La délégation syrienne déplore que certains des États membres ayant approuvé la « Responsabilité de protéger », telle qu’elle a été définie au Sommet mondial de 2005 [2][3], l’aient transformée en un nouvel instrument pouvant justifier leur ingérence dans les affaires d’autres pays pour servir leurs intérêts étriqués et égoïstes, ce qui l’a décrédibilisée comme tant d’autres idées innovantes censées servir la morale et l’humanité.
Avec la délégation de mon pays, nous insistons sur les points suivants :
- Premièrement : la responsabilité de protéger les populations contre les crimes internationaux les plus graves, incombe au premier chef à l’État concerné.
- Deuxièmement : son but est de renforcer la souveraineté nationale, non de la saper ; l’idée même de cette « Responsabilité de protéger » n’ayant pas été proposée pour autoriser quiconque, au niveau international, à imposer ses exigences et ses solutions à d’autres états membres afin de modifier leurs régimes de gouvernance par invasion militaire, occupation territoriale, soutien de groupes terroristes armés, qualifiés ici d’« éléments armés non étatiques ».

### CONSIGNE
Recopiez mot pour mot le passage de l'extrait sur la responsabilité de protéger, en commençant par « La délégation syrienne » et en allant jusqu'à « morale et l’humanité. ». Les items ci-dessous ne sont pas nécessaires.

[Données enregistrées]
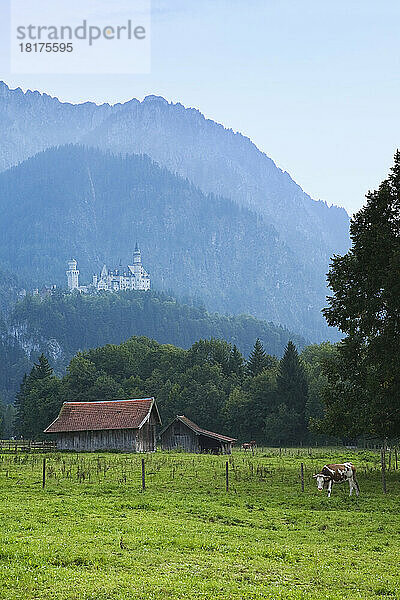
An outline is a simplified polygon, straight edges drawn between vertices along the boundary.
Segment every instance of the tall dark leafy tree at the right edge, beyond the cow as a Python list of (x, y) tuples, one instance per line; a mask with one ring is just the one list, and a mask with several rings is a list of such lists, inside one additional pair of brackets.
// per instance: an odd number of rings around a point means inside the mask
[[(400, 152), (350, 226), (352, 247), (328, 274), (329, 325), (346, 334), (326, 366), (325, 429), (337, 435), (400, 433)], [(351, 402), (350, 402), (351, 401)], [(350, 405), (351, 404), (351, 405)], [(339, 415), (342, 418), (339, 419)]]

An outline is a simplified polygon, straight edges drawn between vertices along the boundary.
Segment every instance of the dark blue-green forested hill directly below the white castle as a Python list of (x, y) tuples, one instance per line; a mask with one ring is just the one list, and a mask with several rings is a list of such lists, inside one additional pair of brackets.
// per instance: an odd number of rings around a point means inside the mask
[(256, 338), (275, 356), (282, 356), (289, 339), (305, 345), (303, 338), (272, 323), (211, 314), (152, 291), (28, 295), (15, 306), (10, 326), (22, 347), (34, 348), (36, 355), (44, 352), (59, 371), (79, 350), (120, 344), (133, 335), (181, 348), (200, 338), (220, 338), (236, 344), (246, 356)]

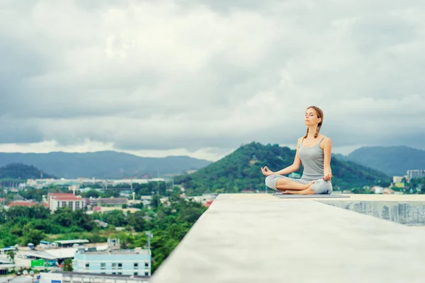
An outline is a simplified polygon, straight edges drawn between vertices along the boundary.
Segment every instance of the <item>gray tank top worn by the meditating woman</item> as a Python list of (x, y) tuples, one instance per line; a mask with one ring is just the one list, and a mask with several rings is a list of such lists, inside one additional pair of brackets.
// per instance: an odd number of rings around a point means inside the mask
[[(323, 138), (324, 139), (324, 138)], [(320, 148), (320, 143), (311, 147), (302, 146), (300, 144), (300, 149), (298, 149), (298, 156), (300, 156), (302, 166), (304, 166), (304, 171), (302, 171), (302, 179), (304, 180), (317, 180), (322, 179), (324, 176), (323, 168), (323, 149)], [(302, 139), (304, 141), (304, 139)]]

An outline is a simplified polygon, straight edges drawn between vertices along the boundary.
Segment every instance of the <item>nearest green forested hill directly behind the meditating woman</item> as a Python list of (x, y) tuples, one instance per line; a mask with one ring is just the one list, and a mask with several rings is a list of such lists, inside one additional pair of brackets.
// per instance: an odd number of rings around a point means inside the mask
[[(183, 185), (188, 195), (203, 192), (240, 192), (242, 190), (263, 190), (265, 176), (261, 167), (268, 166), (278, 171), (293, 163), (295, 150), (277, 144), (266, 146), (252, 142), (219, 161), (190, 175), (175, 178), (175, 183)], [(331, 158), (332, 185), (334, 190), (348, 190), (364, 185), (389, 183), (390, 178), (379, 171), (358, 165), (351, 161)], [(302, 174), (302, 168), (297, 173)]]

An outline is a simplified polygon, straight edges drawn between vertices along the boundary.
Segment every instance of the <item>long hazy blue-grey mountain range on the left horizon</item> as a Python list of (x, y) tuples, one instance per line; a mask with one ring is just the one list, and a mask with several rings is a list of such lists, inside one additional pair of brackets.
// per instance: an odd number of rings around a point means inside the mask
[(166, 173), (184, 173), (199, 169), (211, 161), (188, 156), (164, 158), (140, 157), (116, 151), (89, 153), (51, 152), (49, 154), (0, 153), (0, 166), (8, 163), (32, 165), (56, 175), (58, 178), (137, 178), (143, 175), (157, 176)]

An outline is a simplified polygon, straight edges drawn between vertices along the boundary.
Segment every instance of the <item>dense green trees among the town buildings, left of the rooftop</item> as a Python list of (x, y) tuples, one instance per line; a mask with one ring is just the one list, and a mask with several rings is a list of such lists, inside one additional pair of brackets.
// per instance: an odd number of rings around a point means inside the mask
[[(10, 207), (0, 210), (0, 248), (28, 243), (38, 245), (41, 240), (55, 241), (86, 238), (91, 243), (104, 243), (107, 238), (120, 238), (121, 248), (147, 246), (146, 231), (153, 234), (151, 241), (152, 268), (156, 270), (179, 244), (183, 236), (199, 218), (205, 207), (179, 197), (179, 190), (167, 192), (169, 204), (162, 204), (154, 196), (152, 209), (141, 209), (125, 214), (118, 209), (103, 214), (86, 214), (84, 210), (73, 212), (69, 208), (58, 209), (55, 214), (42, 207)], [(94, 220), (108, 223), (101, 228)], [(116, 231), (115, 227), (123, 227)], [(71, 267), (69, 267), (71, 268)]]

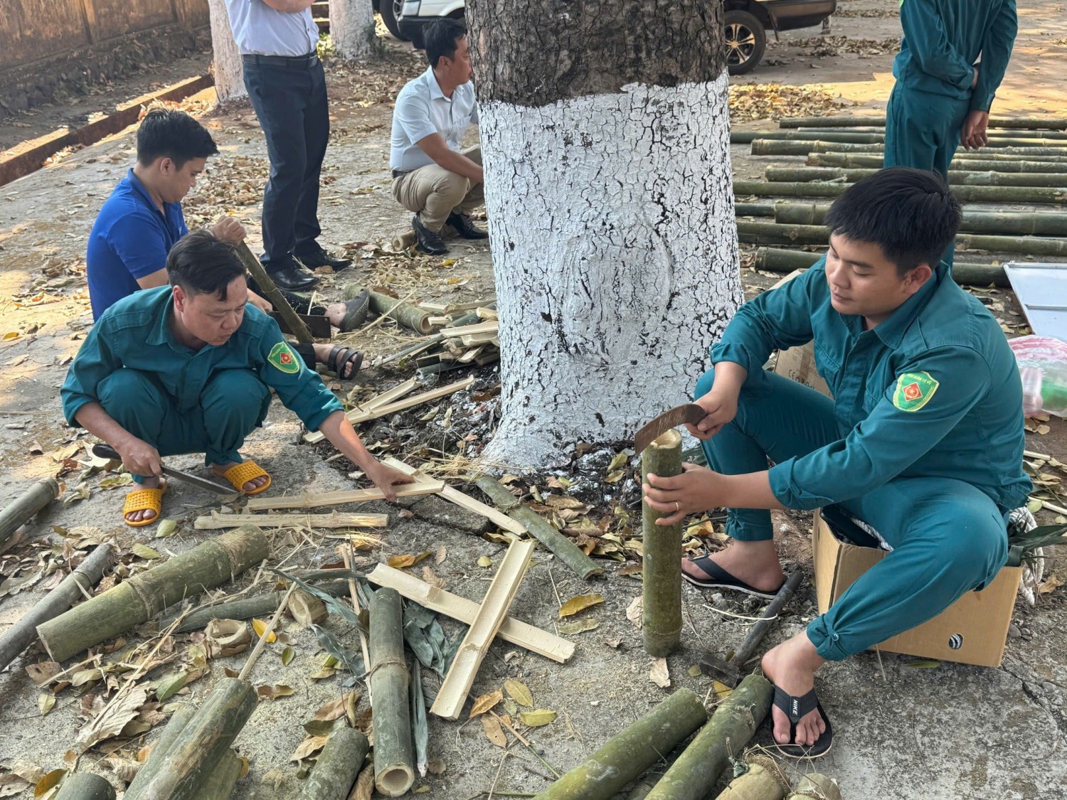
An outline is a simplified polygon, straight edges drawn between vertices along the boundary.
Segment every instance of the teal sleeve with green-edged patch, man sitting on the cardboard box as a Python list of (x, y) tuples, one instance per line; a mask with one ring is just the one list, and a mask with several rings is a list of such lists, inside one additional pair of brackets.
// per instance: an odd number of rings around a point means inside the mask
[(945, 347), (897, 374), (848, 435), (770, 468), (770, 491), (786, 508), (815, 509), (883, 485), (937, 445), (992, 385), (976, 351)]

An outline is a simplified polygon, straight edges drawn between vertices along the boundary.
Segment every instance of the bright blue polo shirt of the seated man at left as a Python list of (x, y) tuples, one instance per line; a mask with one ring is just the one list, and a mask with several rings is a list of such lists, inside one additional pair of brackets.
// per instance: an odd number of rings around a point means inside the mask
[(126, 173), (96, 215), (85, 274), (93, 319), (141, 287), (137, 279), (166, 267), (166, 254), (189, 233), (180, 203), (156, 207), (133, 171)]

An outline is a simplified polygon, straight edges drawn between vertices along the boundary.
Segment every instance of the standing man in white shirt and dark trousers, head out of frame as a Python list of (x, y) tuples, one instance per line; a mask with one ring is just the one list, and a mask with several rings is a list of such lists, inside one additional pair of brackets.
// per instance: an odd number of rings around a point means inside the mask
[(270, 158), (264, 192), (264, 268), (290, 291), (318, 279), (303, 269), (341, 269), (316, 241), (319, 173), (330, 138), (325, 75), (316, 54), (319, 29), (313, 0), (226, 0), (229, 27), (241, 53), (244, 86)]

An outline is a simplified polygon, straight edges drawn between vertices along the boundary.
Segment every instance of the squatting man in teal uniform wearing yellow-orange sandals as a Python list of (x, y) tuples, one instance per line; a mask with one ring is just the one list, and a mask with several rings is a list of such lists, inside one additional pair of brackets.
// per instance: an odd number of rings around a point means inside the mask
[(128, 525), (159, 517), (160, 457), (205, 452), (234, 489), (258, 494), (270, 476), (238, 450), (262, 423), (271, 389), (394, 499), (402, 473), (376, 461), (340, 402), (286, 343), (277, 323), (246, 303), (244, 268), (211, 234), (186, 235), (166, 259), (170, 286), (130, 294), (93, 325), (63, 383), (63, 413), (110, 444), (140, 489)]

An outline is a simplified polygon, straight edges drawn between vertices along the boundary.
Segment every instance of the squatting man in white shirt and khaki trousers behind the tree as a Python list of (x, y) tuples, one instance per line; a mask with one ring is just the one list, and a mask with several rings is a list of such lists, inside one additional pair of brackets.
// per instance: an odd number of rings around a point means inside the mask
[(466, 129), (478, 124), (466, 28), (455, 19), (428, 26), (426, 60), (429, 68), (397, 96), (389, 169), (393, 196), (415, 212), (418, 249), (442, 255), (448, 252), (441, 238), (446, 223), (464, 239), (489, 236), (471, 221), (484, 202), (481, 148), (460, 150)]

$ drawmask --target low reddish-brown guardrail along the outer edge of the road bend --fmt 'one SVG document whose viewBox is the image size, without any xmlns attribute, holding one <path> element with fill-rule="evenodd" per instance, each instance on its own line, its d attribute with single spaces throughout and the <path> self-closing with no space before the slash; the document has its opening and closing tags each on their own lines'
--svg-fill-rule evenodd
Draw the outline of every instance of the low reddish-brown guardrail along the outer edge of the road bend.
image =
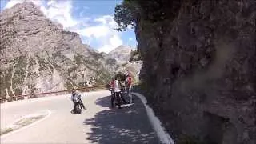
<svg viewBox="0 0 256 144">
<path fill-rule="evenodd" d="M 78 88 L 75 90 L 82 90 L 83 92 L 89 92 L 90 90 L 95 90 L 97 88 L 106 89 L 106 85 L 87 86 L 87 87 L 82 87 L 82 88 Z M 61 93 L 66 93 L 66 92 L 71 92 L 71 91 L 72 90 L 59 90 L 59 91 L 52 91 L 52 92 L 45 92 L 45 93 L 38 93 L 38 94 L 17 95 L 14 97 L 0 98 L 0 103 L 18 101 L 18 100 L 22 100 L 22 99 L 26 99 L 26 98 L 46 97 L 46 95 L 49 95 L 49 94 L 61 94 Z"/>
</svg>

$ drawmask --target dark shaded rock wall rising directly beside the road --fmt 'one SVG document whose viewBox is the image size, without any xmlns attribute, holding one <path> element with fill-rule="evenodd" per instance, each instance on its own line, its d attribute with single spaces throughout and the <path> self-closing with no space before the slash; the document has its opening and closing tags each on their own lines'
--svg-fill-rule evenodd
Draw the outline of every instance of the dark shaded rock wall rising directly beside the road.
<svg viewBox="0 0 256 144">
<path fill-rule="evenodd" d="M 141 78 L 172 137 L 256 143 L 255 1 L 154 2 L 138 2 Z"/>
</svg>

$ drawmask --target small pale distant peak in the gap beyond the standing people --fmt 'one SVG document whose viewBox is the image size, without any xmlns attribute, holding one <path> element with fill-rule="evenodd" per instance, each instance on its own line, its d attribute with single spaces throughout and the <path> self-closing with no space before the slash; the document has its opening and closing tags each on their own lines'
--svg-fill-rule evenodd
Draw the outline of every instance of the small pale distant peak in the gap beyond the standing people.
<svg viewBox="0 0 256 144">
<path fill-rule="evenodd" d="M 131 50 L 132 47 L 122 45 L 110 51 L 108 55 L 110 58 L 114 58 L 118 64 L 122 65 L 126 62 L 129 62 Z"/>
</svg>

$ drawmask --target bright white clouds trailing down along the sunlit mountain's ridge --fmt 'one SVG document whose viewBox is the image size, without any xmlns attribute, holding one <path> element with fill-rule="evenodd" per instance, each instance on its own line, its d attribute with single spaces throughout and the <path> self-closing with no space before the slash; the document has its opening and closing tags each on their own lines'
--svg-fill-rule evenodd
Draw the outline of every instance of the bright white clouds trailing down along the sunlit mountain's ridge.
<svg viewBox="0 0 256 144">
<path fill-rule="evenodd" d="M 74 9 L 72 1 L 40 1 L 40 0 L 10 0 L 5 8 L 10 8 L 17 3 L 24 1 L 32 1 L 35 5 L 40 7 L 40 10 L 54 22 L 62 24 L 65 30 L 77 32 L 81 35 L 82 42 L 86 44 L 92 41 L 98 43 L 98 51 L 110 52 L 117 46 L 122 45 L 122 38 L 120 33 L 114 28 L 118 27 L 112 15 L 102 15 L 98 18 L 90 18 L 83 16 L 81 18 L 74 18 L 72 10 Z M 89 9 L 86 7 L 85 10 Z M 84 11 L 78 15 L 86 15 Z"/>
</svg>

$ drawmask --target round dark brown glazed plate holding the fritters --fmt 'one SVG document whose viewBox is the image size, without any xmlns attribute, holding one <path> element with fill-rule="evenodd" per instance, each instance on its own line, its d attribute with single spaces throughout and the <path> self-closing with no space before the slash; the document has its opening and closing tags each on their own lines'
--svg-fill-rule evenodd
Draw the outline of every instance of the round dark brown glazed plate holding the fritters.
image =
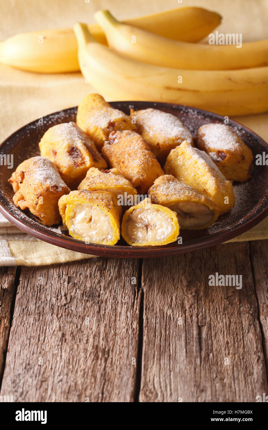
<svg viewBox="0 0 268 430">
<path fill-rule="evenodd" d="M 176 115 L 193 135 L 196 134 L 197 129 L 202 124 L 224 122 L 224 117 L 220 115 L 178 104 L 115 101 L 111 105 L 126 114 L 129 114 L 129 107 L 133 107 L 134 110 L 153 107 L 169 112 Z M 77 108 L 71 107 L 43 117 L 43 122 L 41 120 L 33 121 L 9 136 L 0 146 L 0 154 L 13 154 L 12 169 L 9 169 L 8 166 L 0 166 L 0 212 L 25 233 L 53 245 L 86 254 L 144 258 L 183 254 L 225 242 L 249 230 L 268 215 L 268 169 L 265 165 L 257 166 L 255 162 L 256 154 L 268 154 L 268 144 L 250 129 L 229 120 L 229 126 L 241 136 L 253 152 L 252 178 L 243 184 L 234 183 L 235 207 L 227 214 L 220 216 L 212 226 L 204 230 L 181 230 L 182 244 L 170 243 L 165 246 L 132 247 L 127 246 L 122 238 L 117 245 L 113 246 L 86 244 L 83 241 L 73 239 L 68 235 L 68 232 L 58 232 L 57 226 L 52 228 L 39 224 L 14 205 L 12 201 L 13 192 L 8 179 L 23 160 L 40 155 L 38 143 L 49 127 L 69 121 L 75 122 L 76 112 Z"/>
</svg>

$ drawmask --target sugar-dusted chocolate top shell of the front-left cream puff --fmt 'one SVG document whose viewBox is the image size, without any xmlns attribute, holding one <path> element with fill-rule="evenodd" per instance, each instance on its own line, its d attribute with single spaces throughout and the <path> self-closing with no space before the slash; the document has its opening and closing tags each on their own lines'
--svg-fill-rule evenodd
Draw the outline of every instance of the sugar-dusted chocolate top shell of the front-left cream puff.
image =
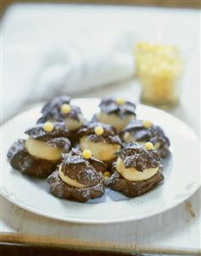
<svg viewBox="0 0 201 256">
<path fill-rule="evenodd" d="M 91 164 L 94 158 L 86 159 L 82 157 L 82 152 L 72 149 L 67 154 L 62 154 L 62 173 L 64 176 L 80 182 L 87 187 L 94 186 L 101 181 L 102 175 L 99 170 Z"/>
</svg>

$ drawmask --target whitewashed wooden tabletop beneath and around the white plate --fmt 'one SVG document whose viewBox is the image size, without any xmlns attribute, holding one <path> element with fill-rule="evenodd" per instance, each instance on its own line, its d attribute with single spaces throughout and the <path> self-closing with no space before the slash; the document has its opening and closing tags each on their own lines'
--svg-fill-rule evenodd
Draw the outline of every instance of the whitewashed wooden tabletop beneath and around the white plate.
<svg viewBox="0 0 201 256">
<path fill-rule="evenodd" d="M 186 86 L 180 106 L 170 112 L 186 121 L 198 134 L 198 91 L 191 89 L 193 101 L 189 106 L 189 90 Z M 121 95 L 139 100 L 136 81 L 106 86 L 98 91 L 86 92 L 82 97 Z M 188 101 L 187 101 L 188 99 Z M 139 253 L 178 253 L 199 255 L 200 245 L 200 198 L 201 189 L 186 202 L 155 217 L 129 223 L 76 224 L 64 223 L 37 216 L 11 204 L 1 197 L 1 239 L 27 241 L 60 246 L 102 247 Z M 6 235 L 12 232 L 13 235 Z M 190 252 L 190 253 L 189 253 Z"/>
</svg>

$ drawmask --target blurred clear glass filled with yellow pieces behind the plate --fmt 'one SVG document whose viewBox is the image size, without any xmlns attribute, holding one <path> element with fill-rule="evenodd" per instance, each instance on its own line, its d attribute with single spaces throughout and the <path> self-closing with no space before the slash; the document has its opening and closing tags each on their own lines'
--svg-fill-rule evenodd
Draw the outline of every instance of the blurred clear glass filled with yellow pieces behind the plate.
<svg viewBox="0 0 201 256">
<path fill-rule="evenodd" d="M 163 109 L 178 104 L 183 60 L 177 46 L 141 42 L 134 55 L 141 102 Z"/>
</svg>

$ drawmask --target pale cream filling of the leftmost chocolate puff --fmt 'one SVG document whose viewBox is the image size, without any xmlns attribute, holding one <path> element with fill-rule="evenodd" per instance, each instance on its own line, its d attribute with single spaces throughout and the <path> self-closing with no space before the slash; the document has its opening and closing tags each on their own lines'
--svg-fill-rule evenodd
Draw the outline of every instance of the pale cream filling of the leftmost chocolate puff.
<svg viewBox="0 0 201 256">
<path fill-rule="evenodd" d="M 62 149 L 48 146 L 44 141 L 28 138 L 25 142 L 27 152 L 35 158 L 42 158 L 50 161 L 59 160 L 61 158 Z"/>
</svg>

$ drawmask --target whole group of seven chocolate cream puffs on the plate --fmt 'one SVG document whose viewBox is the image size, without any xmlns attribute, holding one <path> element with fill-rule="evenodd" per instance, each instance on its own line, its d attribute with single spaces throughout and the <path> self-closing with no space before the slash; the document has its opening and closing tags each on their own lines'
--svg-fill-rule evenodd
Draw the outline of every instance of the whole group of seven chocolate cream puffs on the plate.
<svg viewBox="0 0 201 256">
<path fill-rule="evenodd" d="M 99 108 L 86 120 L 70 97 L 53 98 L 25 131 L 27 140 L 10 146 L 10 165 L 45 178 L 59 199 L 84 203 L 109 189 L 128 198 L 151 191 L 164 180 L 169 140 L 163 128 L 139 120 L 136 105 L 123 98 L 103 98 Z"/>
</svg>

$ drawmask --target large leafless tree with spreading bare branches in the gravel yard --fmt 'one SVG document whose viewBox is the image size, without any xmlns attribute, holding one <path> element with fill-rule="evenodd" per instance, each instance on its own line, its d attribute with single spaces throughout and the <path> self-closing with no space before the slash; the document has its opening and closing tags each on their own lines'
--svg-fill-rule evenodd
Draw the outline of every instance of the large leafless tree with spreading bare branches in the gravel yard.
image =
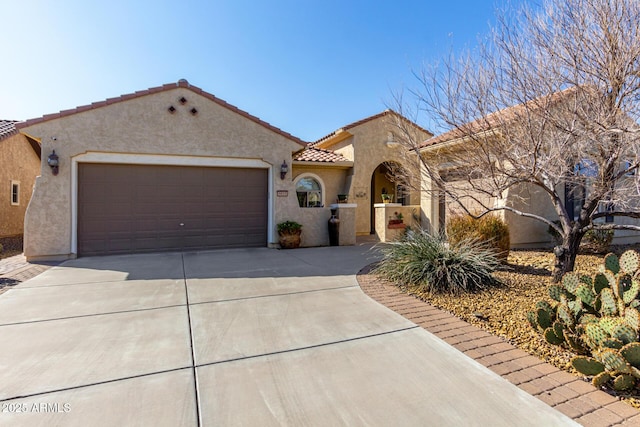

### RÉSULTAT
La délégation syrienne déplore que certains des États membres ayant approuvé la « Responsabilité de protéger », telle qu’elle a été définie au Sommet mondial de 2005 [2][3], l’aient transformée en un nouvel instrument pouvant justifier leur ingérence dans les affaires d’autres pays pour servir leurs intérêts étriqués et égoïstes, ce qui l’a décrédibilisée comme tant d’autres idées innovantes censées servir la morale et l’humanité.